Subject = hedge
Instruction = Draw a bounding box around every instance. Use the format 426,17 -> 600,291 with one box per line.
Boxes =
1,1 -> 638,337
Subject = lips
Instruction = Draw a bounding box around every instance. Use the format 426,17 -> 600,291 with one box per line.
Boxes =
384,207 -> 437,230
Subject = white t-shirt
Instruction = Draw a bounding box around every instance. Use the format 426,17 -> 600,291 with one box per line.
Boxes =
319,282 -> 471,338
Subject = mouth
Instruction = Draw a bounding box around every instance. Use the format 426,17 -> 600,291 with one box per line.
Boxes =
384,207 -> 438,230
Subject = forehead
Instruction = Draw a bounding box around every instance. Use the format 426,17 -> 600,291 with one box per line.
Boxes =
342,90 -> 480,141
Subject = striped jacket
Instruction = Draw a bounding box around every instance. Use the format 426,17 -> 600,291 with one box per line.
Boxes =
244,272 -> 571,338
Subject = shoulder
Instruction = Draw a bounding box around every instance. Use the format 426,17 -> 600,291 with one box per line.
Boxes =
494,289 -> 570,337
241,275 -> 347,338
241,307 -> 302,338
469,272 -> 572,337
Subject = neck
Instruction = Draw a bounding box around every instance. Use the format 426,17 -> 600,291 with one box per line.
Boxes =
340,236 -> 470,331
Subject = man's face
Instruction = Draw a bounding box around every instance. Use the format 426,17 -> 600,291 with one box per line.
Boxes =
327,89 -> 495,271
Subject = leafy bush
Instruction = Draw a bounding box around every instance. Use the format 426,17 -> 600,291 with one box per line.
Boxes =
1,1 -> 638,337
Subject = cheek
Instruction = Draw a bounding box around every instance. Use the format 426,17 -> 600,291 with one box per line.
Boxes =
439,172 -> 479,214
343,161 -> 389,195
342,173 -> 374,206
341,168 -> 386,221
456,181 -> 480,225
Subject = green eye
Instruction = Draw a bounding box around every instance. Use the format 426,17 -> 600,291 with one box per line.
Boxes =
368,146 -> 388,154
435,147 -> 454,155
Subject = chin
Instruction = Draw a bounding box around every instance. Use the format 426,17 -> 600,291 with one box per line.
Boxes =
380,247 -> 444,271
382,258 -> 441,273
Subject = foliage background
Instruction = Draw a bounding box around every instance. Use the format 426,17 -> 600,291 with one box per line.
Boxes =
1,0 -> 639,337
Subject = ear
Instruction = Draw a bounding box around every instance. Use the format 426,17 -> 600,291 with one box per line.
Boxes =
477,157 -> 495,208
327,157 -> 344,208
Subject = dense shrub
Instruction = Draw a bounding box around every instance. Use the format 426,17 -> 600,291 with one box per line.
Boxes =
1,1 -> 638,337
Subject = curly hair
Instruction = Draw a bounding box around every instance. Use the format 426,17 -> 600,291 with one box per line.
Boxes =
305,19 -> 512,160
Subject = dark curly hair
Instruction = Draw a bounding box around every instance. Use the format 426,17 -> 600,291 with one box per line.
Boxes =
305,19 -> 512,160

::::::

Exercise prompt — Everything in the data must be repeated exactly; leave no line out.

Solution for this exercise —
Subject = hedge
Instruction = Draw a bounding box around every instance. Use the format 426,17 -> 600,291 with one box per line.
Boxes =
1,1 -> 638,337
Subject = lips
Instruction = Draw a bounding box around every instance. Use the format 426,17 -> 600,291 with one box per line.
Boxes =
384,207 -> 437,230
Subject = white t-shirt
Instruction = Draw a bounding box around every instance. Use the format 426,17 -> 600,291 with one box per line.
Boxes =
319,282 -> 471,338
Subject = mouth
Instruction = Draw a bounding box around every instance. Use the format 426,17 -> 600,291 with one box per line.
Boxes =
384,207 -> 438,230
Subject = forehead
Instruction = Draw a bounding box around every instance. Use the format 426,17 -> 600,291 with one box per line.
Boxes =
342,90 -> 480,141
Subject = striped jacket
Instruction = Draw a bounding box around every instance. Use the format 426,17 -> 600,291 with one box per line.
Boxes =
244,272 -> 571,338
Subject = shoulder
Instruction = Draw a bounding box around every instance. Use the format 426,17 -> 600,291 with one box per line.
Boxes =
494,289 -> 570,337
241,275 -> 347,338
241,307 -> 302,338
469,272 -> 572,337
Subject = neck
Instruction = Draw a bounding box around every instance. Use the format 426,17 -> 600,291 with one box per line.
Boxes =
340,236 -> 470,331
Subject = man's face
Instruction = Draw a bounding box around every instance. Use the format 426,17 -> 600,291 with one box per line.
Boxes =
327,89 -> 495,271
Subject = leafy bush
Instruction = Draw a bounding box around every instance. Use the format 426,17 -> 600,291 with one box per line.
Boxes =
1,1 -> 638,337
Subject = cheek
Instruction = Draw a bounding box around every instance. Use the format 426,17 -> 600,291 with one box per line.
Boxes =
439,172 -> 479,214
343,161 -> 389,195
342,173 -> 374,206
341,168 -> 386,221
456,181 -> 480,225
Subject = green eye
Instruction = Draw a bounding box around every instance. Use the format 426,17 -> 600,291 with one box per line.
Boxes =
368,146 -> 388,154
435,147 -> 454,155
Subject = chin
Instruction = Draw a bounding box around every instance. Use the format 426,17 -> 600,291 with one box per line.
Boxes =
380,247 -> 444,271
382,258 -> 441,273
Subject = foliage background
Instruction = Draw a bounding box around every instance. Use the format 426,17 -> 600,291 with one box per line.
Boxes =
1,0 -> 639,337
Subject = ear
Instruction = Draw a bounding box around every instance. Use the format 426,17 -> 600,291 with one box per line.
Boxes =
477,157 -> 495,208
327,157 -> 344,208
Subject = dense shrub
Instruction = Draw a bounding box around every instance. Use the format 426,17 -> 600,291 with one box per line.
Boxes =
1,1 -> 638,337
Subject = curly hair
Instruction = Draw a bounding box around every instance. Use the format 426,17 -> 600,291 with one box per line.
Boxes =
305,19 -> 512,160
Subject = dark curly hair
Instruction = Draw a bounding box around every instance. Use the format 426,17 -> 600,291 with one box per line.
Boxes =
305,19 -> 512,160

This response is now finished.